Abstract:
Machine Learning should be able to support decision-making by focusing on purely logical conclusions based on historical data. If this data is biased, however, that bias will be transferred to the model and remains undetected as the performance is validated on a test set drawn from the same biased
distribution. Existing strategies for bias identification and mitigation generally
rely on some sort of knowledge of the bias or the ground truth. This
reliance is problematic, particularly if the user is not aware of the bias, no
ground truth knowledge is available, or no concrete target task is defined
yet, e.g., during data gathering.
We argue that some indication of future problems is present in the historical
dataset itself. Extracting it as early as during data gathering can
help correct the flaws on-the-fly or create awareness in researchers working
with the dataset.
In this thesis, we aim to identify selection biases on the historical data
alone when no ground-truth information is available. Selection biases stem
from a non-uniform sampling process. To mitigate them, we generate additional
data points that bridge the gap between sample and ground-truth
distribution. Pioneering this research topic, we suggest three algorithms built
on the assumption that the distribution of sufficiently large and unbiased
datasets should be smooth, without any sudden drops in density.

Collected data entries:
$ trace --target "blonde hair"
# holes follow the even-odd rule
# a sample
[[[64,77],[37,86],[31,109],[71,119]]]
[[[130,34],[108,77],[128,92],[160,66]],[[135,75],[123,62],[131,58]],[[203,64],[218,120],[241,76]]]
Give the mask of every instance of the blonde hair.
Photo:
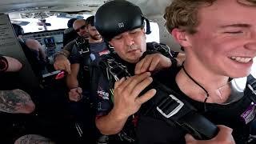
[[[174,0],[166,8],[164,18],[167,30],[179,28],[190,34],[196,33],[199,23],[198,11],[203,6],[210,6],[217,0]],[[256,6],[256,0],[237,0],[242,5]]]

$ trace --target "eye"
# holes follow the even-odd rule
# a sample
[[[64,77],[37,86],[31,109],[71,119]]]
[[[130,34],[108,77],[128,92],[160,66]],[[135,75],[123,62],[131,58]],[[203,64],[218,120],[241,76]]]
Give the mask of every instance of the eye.
[[[243,31],[238,30],[238,31],[225,31],[225,34],[242,34]]]
[[[116,37],[114,37],[114,39],[117,39],[117,40],[119,40],[119,39],[122,38],[122,36],[116,36]]]

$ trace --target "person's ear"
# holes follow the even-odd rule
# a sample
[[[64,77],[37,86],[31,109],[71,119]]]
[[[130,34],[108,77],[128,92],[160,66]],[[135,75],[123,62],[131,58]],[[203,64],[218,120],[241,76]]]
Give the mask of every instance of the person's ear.
[[[174,28],[171,31],[171,35],[174,37],[176,42],[178,42],[182,46],[187,47],[191,46],[191,43],[190,42],[188,38],[188,34],[185,30]]]

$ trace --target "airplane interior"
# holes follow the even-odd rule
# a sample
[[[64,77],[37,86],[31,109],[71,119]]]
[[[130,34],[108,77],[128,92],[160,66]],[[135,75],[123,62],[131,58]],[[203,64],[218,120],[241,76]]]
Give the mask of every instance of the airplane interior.
[[[68,99],[69,88],[65,79],[67,73],[55,70],[54,62],[55,54],[63,50],[63,34],[64,30],[68,29],[68,20],[86,19],[94,15],[97,10],[109,1],[110,0],[1,0],[0,56],[16,58],[22,63],[23,67],[18,72],[10,72],[4,76],[0,74],[0,92],[21,89],[30,95],[35,104],[34,111],[29,114],[0,111],[1,144],[14,144],[18,138],[28,134],[43,136],[45,143],[96,143],[88,140],[88,138],[95,139],[100,135],[99,131],[95,129],[94,125],[88,127],[94,130],[94,131],[81,130],[82,124],[70,110],[74,102]],[[163,43],[171,50],[182,53],[180,45],[168,32],[163,18],[165,9],[172,0],[127,1],[138,6],[144,16],[150,20],[152,32],[146,35],[147,42]],[[19,25],[24,30],[22,39],[32,38],[42,46],[46,62],[44,67],[40,70],[39,76],[30,64],[15,35],[12,23]],[[256,62],[252,70],[254,76],[256,76],[255,65]],[[61,78],[57,78],[58,76]],[[83,107],[90,110],[87,111],[88,114],[94,113],[92,110],[95,107],[90,106]],[[94,118],[87,118],[85,122],[94,123]],[[15,142],[23,143],[40,142]],[[98,142],[97,144],[105,143]]]

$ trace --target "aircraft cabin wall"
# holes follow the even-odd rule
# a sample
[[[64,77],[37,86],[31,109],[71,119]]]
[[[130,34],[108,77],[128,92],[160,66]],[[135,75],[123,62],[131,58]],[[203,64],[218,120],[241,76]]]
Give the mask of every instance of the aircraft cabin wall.
[[[165,26],[165,19],[162,15],[156,15],[149,17],[149,19],[158,24],[160,42],[166,44],[174,51],[181,51],[180,46],[174,41],[171,34],[167,31]]]

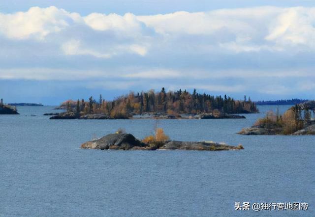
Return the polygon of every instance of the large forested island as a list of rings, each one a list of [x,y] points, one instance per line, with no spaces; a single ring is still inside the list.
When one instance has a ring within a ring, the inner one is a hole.
[[[312,117],[313,116],[313,117]],[[243,129],[246,135],[315,135],[315,101],[296,104],[281,115],[270,111],[252,127]]]
[[[0,101],[0,114],[19,114],[16,107],[13,107],[3,104],[3,100]]]
[[[267,100],[266,101],[257,101],[255,103],[257,106],[270,106],[270,105],[296,105],[301,104],[309,101],[308,100],[303,100],[301,99],[291,99],[290,100]]]
[[[157,118],[240,118],[237,113],[256,112],[258,109],[250,98],[235,100],[225,95],[212,96],[192,93],[180,89],[160,91],[131,92],[113,101],[107,101],[101,95],[97,101],[68,100],[57,108],[66,111],[51,119],[126,119],[131,117]]]

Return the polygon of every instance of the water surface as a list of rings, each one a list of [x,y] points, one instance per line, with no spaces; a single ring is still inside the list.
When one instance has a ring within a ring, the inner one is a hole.
[[[280,107],[285,111],[289,107]],[[101,151],[80,144],[154,120],[49,120],[52,107],[0,116],[0,216],[315,216],[315,136],[239,135],[245,119],[160,120],[172,139],[241,151]],[[36,116],[31,116],[31,114]],[[235,202],[305,202],[308,211],[235,211]]]

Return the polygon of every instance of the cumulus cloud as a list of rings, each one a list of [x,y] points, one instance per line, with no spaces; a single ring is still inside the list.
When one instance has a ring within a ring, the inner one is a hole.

PROBLEM DESCRIPTION:
Please write out the part of the abstract that opens with the words containing "We argue that" and closes with "with the dataset.". This material has no connection to the abstract.

RESPONSE:
We argue that some indication of future problems is present in the historical
dataset itself. Extracting it as early as during data gathering can
help correct the flaws on-the-fly or create awareness in researchers working
with the dataset.